- GIVEN TASK:
Could you reproduce, word for word, the lines of the records running from the one containing "the tree trunk? Indicate one point per instance." through the end of the records, leaving out the pictures?

- DATASET RECORDS:
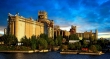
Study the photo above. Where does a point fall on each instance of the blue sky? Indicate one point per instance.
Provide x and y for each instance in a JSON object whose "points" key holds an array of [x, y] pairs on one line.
{"points": [[85, 14]]}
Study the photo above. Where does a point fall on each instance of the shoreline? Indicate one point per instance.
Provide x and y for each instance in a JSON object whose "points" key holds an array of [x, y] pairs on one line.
{"points": [[25, 51], [84, 53]]}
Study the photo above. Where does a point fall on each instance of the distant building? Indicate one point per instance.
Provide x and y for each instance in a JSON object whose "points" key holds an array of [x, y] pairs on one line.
{"points": [[5, 31], [87, 35], [20, 26]]}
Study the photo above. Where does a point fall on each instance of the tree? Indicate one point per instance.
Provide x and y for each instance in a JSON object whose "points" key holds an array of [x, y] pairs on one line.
{"points": [[42, 43], [73, 37], [10, 39], [59, 38], [71, 46], [84, 43], [25, 41], [33, 42], [93, 48], [77, 45], [56, 42]]}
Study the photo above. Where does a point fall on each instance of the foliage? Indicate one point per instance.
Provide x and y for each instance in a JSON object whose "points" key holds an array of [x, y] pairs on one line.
{"points": [[56, 42], [93, 48], [9, 39], [42, 43], [25, 41], [71, 46], [77, 45], [64, 47], [33, 42], [73, 37], [84, 43], [59, 38], [99, 48]]}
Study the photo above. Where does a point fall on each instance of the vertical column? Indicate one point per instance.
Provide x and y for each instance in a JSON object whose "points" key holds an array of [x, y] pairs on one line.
{"points": [[13, 27], [16, 28]]}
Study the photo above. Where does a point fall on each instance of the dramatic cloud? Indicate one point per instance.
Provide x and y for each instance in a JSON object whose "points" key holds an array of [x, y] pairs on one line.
{"points": [[85, 14]]}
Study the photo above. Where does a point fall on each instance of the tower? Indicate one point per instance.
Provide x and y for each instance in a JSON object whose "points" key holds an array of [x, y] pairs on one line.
{"points": [[96, 32], [42, 15]]}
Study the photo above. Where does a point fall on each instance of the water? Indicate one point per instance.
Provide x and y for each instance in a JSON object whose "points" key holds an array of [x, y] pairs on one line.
{"points": [[50, 55]]}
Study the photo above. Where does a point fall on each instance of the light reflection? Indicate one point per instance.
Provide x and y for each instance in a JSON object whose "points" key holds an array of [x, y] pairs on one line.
{"points": [[19, 56]]}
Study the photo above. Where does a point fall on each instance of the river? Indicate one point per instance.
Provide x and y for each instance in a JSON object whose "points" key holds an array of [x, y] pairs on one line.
{"points": [[50, 55]]}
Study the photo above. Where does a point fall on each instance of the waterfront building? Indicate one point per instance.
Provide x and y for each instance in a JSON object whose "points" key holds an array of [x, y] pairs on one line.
{"points": [[20, 26]]}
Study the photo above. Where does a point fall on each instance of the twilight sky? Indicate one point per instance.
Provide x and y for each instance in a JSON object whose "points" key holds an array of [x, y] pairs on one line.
{"points": [[85, 14]]}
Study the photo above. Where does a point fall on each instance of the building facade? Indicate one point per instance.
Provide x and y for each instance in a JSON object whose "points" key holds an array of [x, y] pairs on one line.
{"points": [[20, 26], [87, 35]]}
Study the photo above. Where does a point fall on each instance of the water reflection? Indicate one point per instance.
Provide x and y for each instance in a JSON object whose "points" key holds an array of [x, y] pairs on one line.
{"points": [[49, 55], [19, 56]]}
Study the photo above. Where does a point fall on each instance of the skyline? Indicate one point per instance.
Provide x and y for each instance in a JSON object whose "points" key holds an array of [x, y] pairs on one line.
{"points": [[85, 14]]}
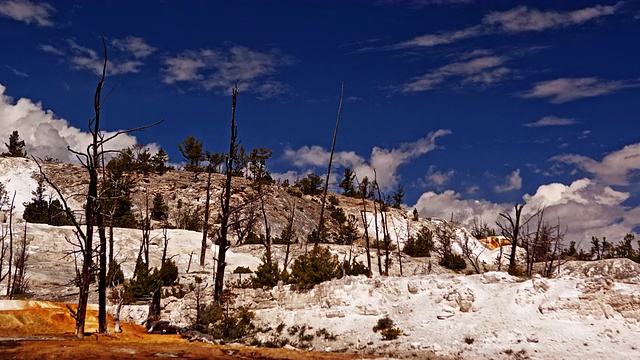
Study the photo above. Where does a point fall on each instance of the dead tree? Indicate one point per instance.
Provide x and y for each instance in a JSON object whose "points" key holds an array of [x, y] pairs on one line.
{"points": [[365, 223], [288, 233], [512, 230], [224, 244], [326, 183], [90, 160], [205, 224], [10, 260]]}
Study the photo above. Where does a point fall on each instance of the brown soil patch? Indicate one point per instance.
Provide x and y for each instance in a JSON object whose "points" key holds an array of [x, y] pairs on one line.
{"points": [[46, 332]]}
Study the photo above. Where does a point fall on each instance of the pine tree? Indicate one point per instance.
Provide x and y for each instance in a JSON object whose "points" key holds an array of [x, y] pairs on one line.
{"points": [[160, 209], [347, 183], [15, 146], [191, 150]]}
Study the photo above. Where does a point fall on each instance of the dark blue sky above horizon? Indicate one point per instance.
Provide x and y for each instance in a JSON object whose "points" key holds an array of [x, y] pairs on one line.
{"points": [[467, 104]]}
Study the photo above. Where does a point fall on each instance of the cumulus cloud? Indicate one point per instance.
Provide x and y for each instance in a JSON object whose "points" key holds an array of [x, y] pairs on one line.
{"points": [[437, 177], [480, 70], [17, 72], [125, 56], [585, 207], [44, 133], [385, 161], [614, 169], [513, 182], [567, 89], [551, 121], [220, 69], [28, 12]]}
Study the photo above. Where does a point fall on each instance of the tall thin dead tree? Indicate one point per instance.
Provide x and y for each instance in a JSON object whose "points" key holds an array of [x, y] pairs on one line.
{"points": [[326, 182], [365, 223], [223, 241], [9, 292], [90, 160], [205, 224], [512, 230]]}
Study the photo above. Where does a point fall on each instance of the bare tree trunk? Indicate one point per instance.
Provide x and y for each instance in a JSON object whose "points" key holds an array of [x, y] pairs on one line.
{"points": [[9, 292], [205, 225], [226, 207], [366, 229], [267, 230], [375, 220], [326, 183]]}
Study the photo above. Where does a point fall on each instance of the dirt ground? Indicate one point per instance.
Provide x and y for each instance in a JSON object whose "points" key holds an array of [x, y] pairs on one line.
{"points": [[44, 330]]}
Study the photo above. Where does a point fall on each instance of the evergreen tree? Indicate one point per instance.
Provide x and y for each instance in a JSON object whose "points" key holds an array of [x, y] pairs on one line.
{"points": [[160, 209], [15, 147], [191, 150], [159, 162], [348, 188], [311, 185], [397, 197]]}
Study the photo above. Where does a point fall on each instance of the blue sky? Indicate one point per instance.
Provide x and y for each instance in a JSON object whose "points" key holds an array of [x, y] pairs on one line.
{"points": [[470, 105]]}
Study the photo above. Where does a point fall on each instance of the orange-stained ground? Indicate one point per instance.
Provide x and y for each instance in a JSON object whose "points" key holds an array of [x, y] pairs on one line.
{"points": [[46, 330]]}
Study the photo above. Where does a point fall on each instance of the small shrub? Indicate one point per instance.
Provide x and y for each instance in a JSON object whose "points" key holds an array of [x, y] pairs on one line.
{"points": [[267, 274], [385, 326], [421, 245], [453, 262], [390, 334], [384, 323], [354, 268], [317, 266]]}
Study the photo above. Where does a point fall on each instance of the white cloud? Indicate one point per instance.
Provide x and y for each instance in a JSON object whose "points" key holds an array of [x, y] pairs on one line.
{"points": [[135, 46], [17, 72], [551, 121], [585, 207], [437, 177], [518, 19], [220, 69], [124, 57], [28, 12], [614, 169], [513, 182], [481, 70], [44, 133], [51, 49], [522, 19], [385, 161], [441, 38], [566, 89]]}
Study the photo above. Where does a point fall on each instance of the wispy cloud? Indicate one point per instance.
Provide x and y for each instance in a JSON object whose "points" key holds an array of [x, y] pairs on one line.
{"points": [[518, 19], [385, 161], [28, 12], [551, 121], [522, 18], [567, 89], [133, 45], [17, 72], [220, 69], [513, 182], [614, 169], [50, 49], [482, 70], [126, 55]]}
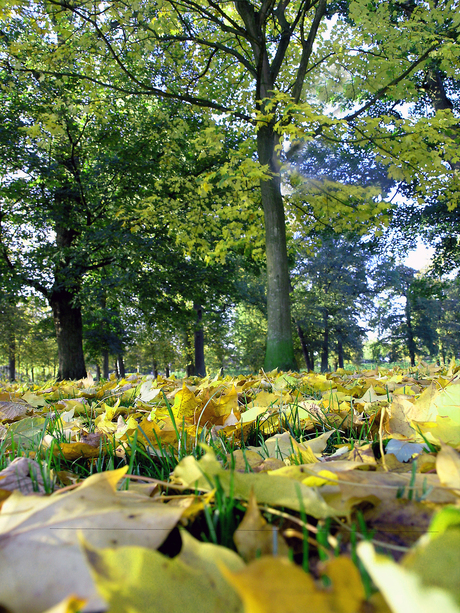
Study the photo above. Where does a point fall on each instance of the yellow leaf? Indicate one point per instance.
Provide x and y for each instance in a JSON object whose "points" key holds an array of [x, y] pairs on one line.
{"points": [[448, 467], [185, 403], [139, 580], [402, 588]]}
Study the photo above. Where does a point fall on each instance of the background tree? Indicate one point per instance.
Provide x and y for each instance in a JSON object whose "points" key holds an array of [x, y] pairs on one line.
{"points": [[332, 293], [260, 63]]}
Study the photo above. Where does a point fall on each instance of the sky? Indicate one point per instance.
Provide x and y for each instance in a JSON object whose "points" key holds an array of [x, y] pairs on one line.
{"points": [[419, 257]]}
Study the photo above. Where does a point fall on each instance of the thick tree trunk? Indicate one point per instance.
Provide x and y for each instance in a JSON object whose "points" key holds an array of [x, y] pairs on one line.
{"points": [[69, 334], [12, 358], [280, 348], [410, 333], [190, 366], [303, 344], [121, 366], [105, 363], [340, 352], [200, 367], [325, 344]]}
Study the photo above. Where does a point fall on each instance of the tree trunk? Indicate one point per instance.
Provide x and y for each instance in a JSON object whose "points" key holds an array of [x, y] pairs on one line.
{"points": [[200, 367], [190, 366], [12, 357], [105, 363], [325, 344], [410, 333], [69, 334], [280, 348], [303, 344], [340, 352], [121, 366]]}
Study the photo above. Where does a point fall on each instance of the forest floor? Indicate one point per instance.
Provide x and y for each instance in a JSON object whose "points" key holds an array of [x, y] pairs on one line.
{"points": [[335, 493]]}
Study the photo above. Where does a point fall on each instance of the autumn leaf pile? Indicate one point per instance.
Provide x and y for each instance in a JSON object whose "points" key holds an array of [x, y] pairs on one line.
{"points": [[372, 455]]}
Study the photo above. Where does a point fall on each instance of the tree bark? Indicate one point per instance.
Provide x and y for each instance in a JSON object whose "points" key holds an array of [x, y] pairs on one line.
{"points": [[280, 348], [325, 344], [105, 363], [410, 333], [303, 344], [12, 357], [121, 365], [69, 334], [200, 367], [340, 352]]}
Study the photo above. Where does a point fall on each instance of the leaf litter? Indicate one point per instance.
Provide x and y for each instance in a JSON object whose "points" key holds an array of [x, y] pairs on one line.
{"points": [[277, 491]]}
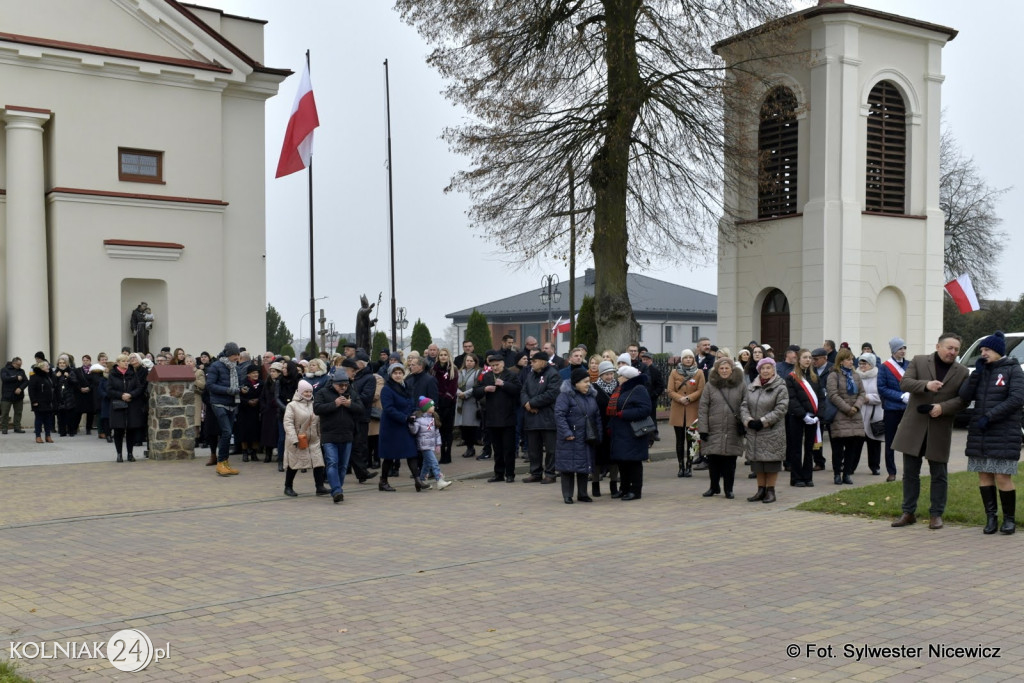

- EXERCISE ANSWER:
Study the photo above. Where does a point fall on each instance of the tree trunk? Indicate one point per instance.
Provide x and y for each instance in a JSON object whose "points" key holds an array of [x, y] pairs on one line.
{"points": [[200, 367], [190, 366], [12, 357], [105, 363], [325, 344], [410, 333], [69, 334], [280, 348], [303, 344], [340, 352], [121, 366]]}
Study the photo above. Where does a point fall on each instance of the forest floor? Indicate one point per instance.
Provide x and y for each instance in a JSON object whose "points" key holds an array of [x, y] pairs on one line.
{"points": [[335, 493]]}
Study the photo above. Where does a point fall on each instance of the autumn leaf pile? Indicate one point per instance.
Provide x and y for each instance in a JSON object whose "points" key holds an array of [x, y] pairs on one line.
{"points": [[372, 455]]}
Study the photo above. Where does a point fall on each instance of the tree bark? Indicate one point per instance.
Provide x and y for each instance in a JSON object whose "points" key holds an array of [x, y] pairs on one line.
{"points": [[280, 348], [325, 344], [105, 363], [410, 333], [303, 344], [12, 357], [121, 365], [69, 334], [200, 367], [340, 352]]}
Study the photo above. Where does a point fall on each instance of the leaf litter? Indicate one point per instance.
Provide x and y for each instance in a JSON object whose "points" key holds an array of [x, y] pairs on one line.
{"points": [[277, 491]]}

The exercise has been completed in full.